• _TASK GOAL_: Return the listing below unchanged, minus its pictures.
— Begin MATERIAL SHOWN —
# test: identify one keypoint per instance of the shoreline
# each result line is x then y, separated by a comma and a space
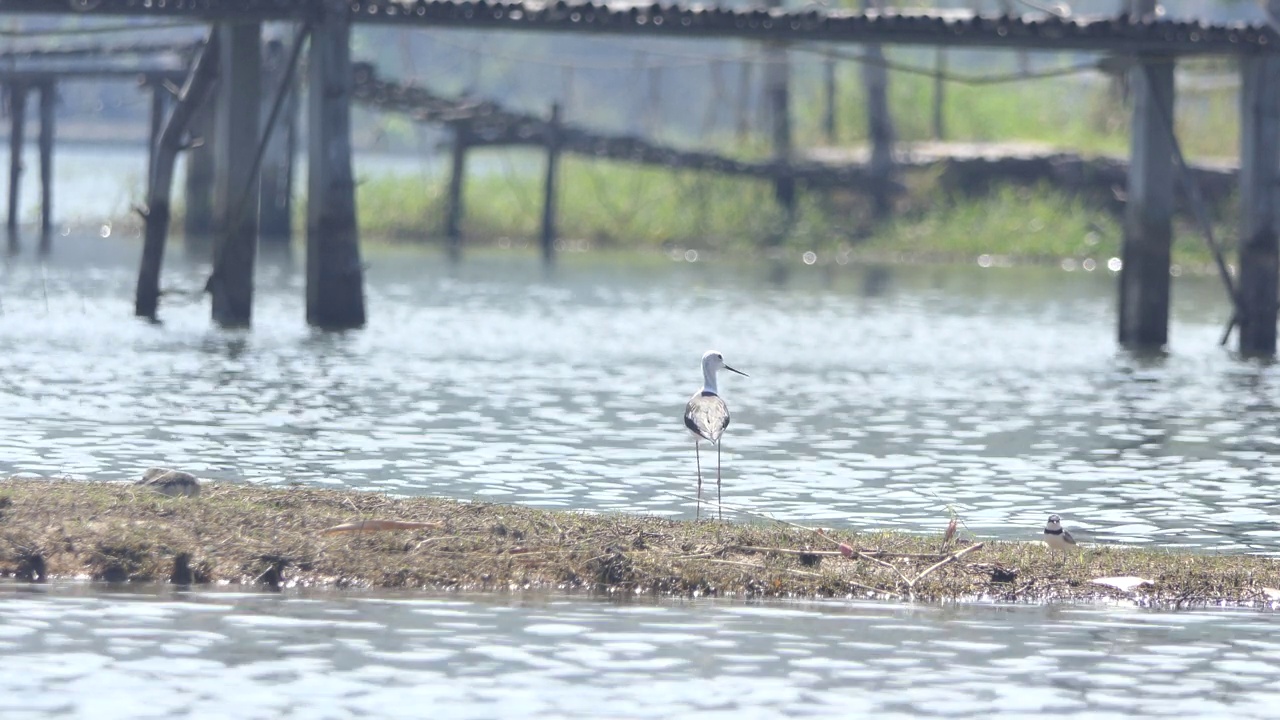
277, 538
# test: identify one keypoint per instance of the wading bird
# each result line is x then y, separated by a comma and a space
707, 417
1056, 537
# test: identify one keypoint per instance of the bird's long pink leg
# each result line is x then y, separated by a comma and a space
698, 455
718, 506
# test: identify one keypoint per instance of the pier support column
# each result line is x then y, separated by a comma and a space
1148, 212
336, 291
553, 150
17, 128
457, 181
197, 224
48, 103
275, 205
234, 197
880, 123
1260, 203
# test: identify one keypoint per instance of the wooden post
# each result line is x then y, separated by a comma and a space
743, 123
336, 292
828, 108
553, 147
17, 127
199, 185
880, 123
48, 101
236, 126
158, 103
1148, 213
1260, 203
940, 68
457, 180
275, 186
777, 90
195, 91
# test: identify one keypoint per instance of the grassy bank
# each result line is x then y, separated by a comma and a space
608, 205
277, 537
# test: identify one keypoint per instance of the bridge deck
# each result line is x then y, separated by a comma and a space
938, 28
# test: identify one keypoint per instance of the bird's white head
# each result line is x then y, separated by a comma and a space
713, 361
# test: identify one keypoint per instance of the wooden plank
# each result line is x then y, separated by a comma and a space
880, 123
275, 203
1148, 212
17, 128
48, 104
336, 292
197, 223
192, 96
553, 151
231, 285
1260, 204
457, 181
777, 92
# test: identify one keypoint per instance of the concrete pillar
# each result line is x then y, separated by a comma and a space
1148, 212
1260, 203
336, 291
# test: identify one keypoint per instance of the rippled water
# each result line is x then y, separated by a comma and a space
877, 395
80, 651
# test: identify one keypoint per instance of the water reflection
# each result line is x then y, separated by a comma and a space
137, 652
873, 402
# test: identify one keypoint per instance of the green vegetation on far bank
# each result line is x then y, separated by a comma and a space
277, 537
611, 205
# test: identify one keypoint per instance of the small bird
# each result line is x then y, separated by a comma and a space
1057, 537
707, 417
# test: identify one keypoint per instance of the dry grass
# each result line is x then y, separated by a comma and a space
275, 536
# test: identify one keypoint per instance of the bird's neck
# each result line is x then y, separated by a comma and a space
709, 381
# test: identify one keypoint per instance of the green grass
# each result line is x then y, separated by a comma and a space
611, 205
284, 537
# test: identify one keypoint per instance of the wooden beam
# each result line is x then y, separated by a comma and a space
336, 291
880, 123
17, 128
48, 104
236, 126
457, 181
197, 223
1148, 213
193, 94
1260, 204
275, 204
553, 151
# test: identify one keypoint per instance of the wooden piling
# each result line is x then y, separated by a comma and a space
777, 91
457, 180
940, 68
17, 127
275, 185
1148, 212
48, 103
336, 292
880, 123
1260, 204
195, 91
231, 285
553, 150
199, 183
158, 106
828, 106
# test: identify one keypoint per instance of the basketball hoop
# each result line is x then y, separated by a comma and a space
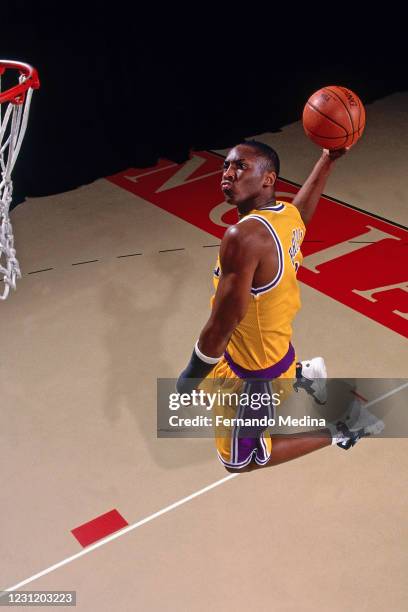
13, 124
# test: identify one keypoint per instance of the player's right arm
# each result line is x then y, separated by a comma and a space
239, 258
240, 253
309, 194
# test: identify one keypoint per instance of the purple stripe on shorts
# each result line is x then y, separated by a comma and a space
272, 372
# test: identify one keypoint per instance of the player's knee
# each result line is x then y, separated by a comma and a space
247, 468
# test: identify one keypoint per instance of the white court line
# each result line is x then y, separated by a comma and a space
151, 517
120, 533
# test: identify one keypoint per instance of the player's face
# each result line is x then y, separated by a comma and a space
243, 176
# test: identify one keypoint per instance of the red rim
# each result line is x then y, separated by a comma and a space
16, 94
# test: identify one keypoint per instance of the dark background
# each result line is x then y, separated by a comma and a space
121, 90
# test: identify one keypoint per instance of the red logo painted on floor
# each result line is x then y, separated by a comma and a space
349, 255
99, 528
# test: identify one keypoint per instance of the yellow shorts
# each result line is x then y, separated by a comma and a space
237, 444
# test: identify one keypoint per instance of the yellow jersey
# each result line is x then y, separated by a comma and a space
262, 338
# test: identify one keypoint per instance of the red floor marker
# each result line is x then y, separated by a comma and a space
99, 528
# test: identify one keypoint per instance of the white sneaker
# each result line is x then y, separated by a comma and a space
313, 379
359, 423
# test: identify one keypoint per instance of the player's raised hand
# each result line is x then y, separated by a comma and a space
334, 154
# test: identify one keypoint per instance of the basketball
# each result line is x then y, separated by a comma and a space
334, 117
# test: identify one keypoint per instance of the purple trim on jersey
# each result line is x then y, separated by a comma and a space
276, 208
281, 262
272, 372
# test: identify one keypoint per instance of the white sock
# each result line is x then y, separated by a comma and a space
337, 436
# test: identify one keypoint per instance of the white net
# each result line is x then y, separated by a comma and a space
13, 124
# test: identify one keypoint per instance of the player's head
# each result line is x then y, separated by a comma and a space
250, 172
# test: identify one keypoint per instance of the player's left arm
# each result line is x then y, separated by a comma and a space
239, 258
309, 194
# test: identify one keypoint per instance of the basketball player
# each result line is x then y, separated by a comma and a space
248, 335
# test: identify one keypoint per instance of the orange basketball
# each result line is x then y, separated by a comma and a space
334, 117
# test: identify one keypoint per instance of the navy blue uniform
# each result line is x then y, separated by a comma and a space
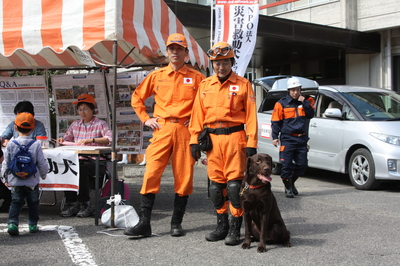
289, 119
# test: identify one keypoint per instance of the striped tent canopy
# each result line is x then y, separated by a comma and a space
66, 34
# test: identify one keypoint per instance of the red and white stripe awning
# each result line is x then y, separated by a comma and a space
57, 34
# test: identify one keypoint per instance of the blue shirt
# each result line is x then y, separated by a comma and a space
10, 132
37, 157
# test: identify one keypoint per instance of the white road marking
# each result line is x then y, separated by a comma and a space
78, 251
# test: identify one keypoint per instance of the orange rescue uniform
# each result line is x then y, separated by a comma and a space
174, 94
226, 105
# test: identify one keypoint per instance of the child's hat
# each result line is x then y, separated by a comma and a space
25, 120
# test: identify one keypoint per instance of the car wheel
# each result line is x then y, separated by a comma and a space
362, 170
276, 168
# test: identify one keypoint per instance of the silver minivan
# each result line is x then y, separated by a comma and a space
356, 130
— End MATERIAL SHOWN —
• _PROBLEM SOLUTION_:
# test: identify one keypoint per instance of the shoreline
# each result line is x then y, separated by a comma and a space
277, 538
# test: identify one keypoint per instance of the wading bird
# each result line is x then y, separated by a comma and a space
707, 417
1056, 537
# test: identify one keypoint per instance of the bird's long pink leg
# each result line is x then y, separated by a comma and a space
698, 455
718, 506
# test: identify one keypoint per instance of the pier support column
# each result line is x then y, separated by a comma and a space
1148, 212
336, 291
553, 150
17, 128
457, 181
197, 224
48, 103
275, 205
234, 197
880, 123
1260, 203
# test: identify one keypoint per instance of the wooden post
# each result line is x then y, separated by a comma and a space
743, 123
336, 292
828, 108
553, 147
17, 127
199, 185
880, 123
48, 101
236, 126
158, 103
1148, 213
1260, 203
940, 68
457, 180
275, 186
777, 90
195, 91
# test: identify one keypoint per instance of the grassy bank
# each result line is x then y, separated by a comma and a space
608, 205
277, 537
# test: identify one keypoint per instance of the bridge deck
# each result line is x then y, separated by a comma and a space
938, 28
# test: identify one keypoint per instance of the bird's white head
# each result line is x then y, separated by a comma and a space
713, 361
# test: identify one keypoint per instance of the wooden plank
# each result line is x then y, separated by a comma and a space
880, 123
275, 203
1148, 212
17, 128
48, 104
336, 292
197, 223
192, 96
553, 151
231, 285
1260, 204
457, 181
777, 92
# test: identify one keypoint per instance of the concrete pillar
# each result line is x then y, separated by a comma and a space
1148, 212
1260, 203
336, 291
# test: identify one keypoint per instance of the rippled water
# each result line is x then y, separated by a comma and a space
877, 395
80, 651
# test: identify one keypoint per instance of the water reflection
# each result line is x then y, separated by a comma and a space
137, 652
873, 402
# test: identify one keypoint per instance of the green vegetation on far bank
# each result line is x then y, separated by a comma and a space
277, 537
611, 205
# test: identify one keypoint per instance of the small bird
# each result line is x then y, separated by a comma and a space
1057, 537
707, 417
# test: identify one keypoint per instance of the dry grass
# each result line is x then y, separated by a comma and a space
275, 536
# test: identify one keypoint per instance of the bird's neck
# each result line is x then y, separated by a comma and a space
709, 381
# test: identify one keypoint per instance of the green grass
# each result line is x then y, separated by a comma and a space
611, 205
284, 537
# test: identify one keypoint per instance of the wooden beam
# each result line is x then y, separated by a comma and a space
336, 291
880, 123
17, 128
48, 104
236, 126
457, 181
197, 223
1148, 213
193, 94
1260, 204
275, 204
553, 151
# test: identify one keypoint per instance of the wooden piling
# each result line is x then y, separated by a comma and a space
777, 91
457, 180
940, 68
17, 127
275, 185
1148, 212
48, 103
336, 292
880, 123
1260, 204
195, 91
231, 285
553, 150
199, 183
158, 106
828, 106
# test: identify one keypoint per instance of the basketball hoop
# each result line is x then y, separated by a comma and a space
13, 124
# test: identify one keypoint per instance of the player's right arm
# each result line is x then y, separated by a comma and a space
239, 258
240, 253
309, 194
# test: identify one keypoint per instance of the purple stripe on shorts
# each result line is x then y, separated by a comma and a space
272, 372
# test: identify one keypoint per instance of the player's knee
# each result line is x then y, separated by a comma and a space
247, 468
# test: identify one keypoint per instance of the white court line
# each result line is x then y, separated by a comma and a space
151, 517
120, 533
# test: identify one keypoint per instance of the player's face
# each result line is x then y, separated by a comma and a space
243, 176
# test: identify one keypoint per instance of the red rim
# each result line is x then y, separated by a comma and a space
16, 94
# test: identify one keypoint per instance of the dark background
# each result line is x then y, separated by a comma and a space
121, 90
# test: identify one keypoint per instance of the red logo painted on floor
# each result line is x then y, separated by a comma and a space
349, 255
99, 528
# test: identify one keypoint per instance of the yellow shorts
# each result line is x then y, separated by a comma and a space
237, 444
# test: identify one keypoint per instance of the yellow jersey
# each result line is x then y, separated by a comma and a space
262, 338
# test: identify one keypoint per instance of the red floor marker
# each result line is x then y, separated by a comma and a space
99, 528
# test: identify one keypoint per instance of the white sneaker
# each result line is x then y, separated by a comma and a space
313, 379
359, 423
# test: identify one keypoint per instance of the player's raised hand
# each result line is x then y, separated by a comma and a space
334, 154
# test: identify one keypoint per instance of the basketball
# each result line is x then y, separated by a comma and a space
334, 117
# test: identify one keypoint per instance of the purple trim on jersey
# each result line is x then y, separated by a comma and a space
276, 208
281, 262
272, 372
# test: identify one keypoint per instance of the white sock
# each result line is x then y, separated by a comma and a space
337, 436
# test: identify one keypoint per instance of the white net
# each result line is x then y, separated by a comma and a space
13, 124
# test: identify one keypoint per instance of the player's head
# each result line is x then y, separated by a comma and a space
250, 172
# test: identify one keypoint per instance of the player's left arm
# each result line is x then y, separated by a comma and a space
239, 258
309, 194
# test: identify one keypoint per instance of the basketball player
# each result line is x then y, separated by a comma and a space
248, 335
# test: identify one keypoint per instance of the orange basketball
# each result line is x then y, separated by a comma and a space
334, 117
# test: identify one keypoint per instance of the navy blue uniform
# each result line is x then y, separated by a comma and a space
289, 119
# test: identify one keypoint per instance of the striped tent canopy
# each result line is x then y, separated by a comma and a space
66, 34
# test: identify one keypoint per instance of the red and white stripe awning
# each result line is x then y, separated by a comma and a space
57, 34
# test: identify one keypoint per instance of the blue shirt
# each result line is x then y, separated by a comma and a space
10, 132
37, 157
# test: identify one keypoint per instance of the white road marking
# each result line is x then y, separated by a comma and a space
78, 251
# test: identify one keypoint per instance of the orange rescue uniform
# each result line is x then y, separated by a comma and a space
174, 94
226, 105
# test: identify one keypoint per instance of the child's hat
# each result line is x then y, separated by a comma and a space
25, 120
# test: identify one keypoint per instance of the car wheel
# each result line is x then y, separated by a comma and a space
362, 170
276, 168
# test: identify one keypoint per instance of the silver minivan
# each result line is x then y, separated by a comma and a space
356, 130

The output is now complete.